Задания:
1 – Какой рынок, согласно тексту для чтения, был разрушен первым?
2 – Переведите на английский язык предложение из текста для чтения: «Хлеб – один из главных продуктов питания в России».
3 – Продолжите текст для чтения о хлебе в годы индустриализации, начав сразу после его последнего предложения.

Хроника развала рынка свидетельствует о том, что каждый новый удар по частнику ухудшал продовольственную ситуацию в стране. Первым разрушенным рынком стал хлебный.
Хлеб – один из главных продуктов питания в России. С началом индустриализации расходы хлеба у государства резко выросли. Правительство стремилось обеспечить дешевым хлебом быстрорастущее городское население, занятое в промышленном производстве. Росли расходы хлеба для военных контингентов – армии, флота, работников военной промышленности. Правительство брало на себя обязательство снабжать хлебом и поставщиков промышленного сырья, в котором нуждалась индустрия. Кроме того, нужно было наращивать экспорт зерна, который по задумке отцов индустриализации должен был стать главным источником валюты для оплаты промышленного импорта.

Представленные данные:

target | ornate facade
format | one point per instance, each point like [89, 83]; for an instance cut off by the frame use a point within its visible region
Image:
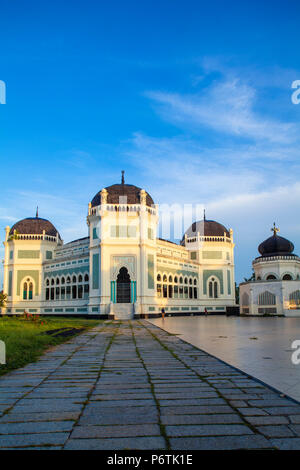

Ответы к заданиям:
1 – Хлебный.

2 – Bread is one of the main foodstuffs in Russia.

3 –
Индустриализация остро зависела от государственных заготовок зерна, однако они шли трудно. Крестьяне и торговцы, недовольные государственными закупочными ценами, придерживали зерно, чтобы с выгодой продать весной на вольном рынке. В ответ на нежелание продавать хлеб государству в самом конце декабря 1927 года ОГПУ начало массовые аресты частных скупщиков, заготовителей и торговцев вначале на хлебофуражном, а затем на мясном, кожезаготовительном и мануфактурном рынке. Во второй половине января 1928 года пришла очередь крестьян, которые придерживали или скупали хлеб. По сообщениям ОГПУ, к концу апреля 1928 года на хлебном рынке было арестовано 4930 человек. Дела крупных предпринимателей рассматривало Особое совещание коллегии ОГПУ, дела мелких – прокуратура. Наказание было относительно мягким по сравнению со сталинскими мерками 1930‐х годов – лишение свободы от месяца до пяти лет, конфискация имущества и запрет заниматься частным предпринимательством в течение пяти лет. Репрессии стали результатом как санкций Политбюро, так и спонтанных действий местных руководителей, которые отчаялись выполнить планы хлебозаготовок экономическими методами.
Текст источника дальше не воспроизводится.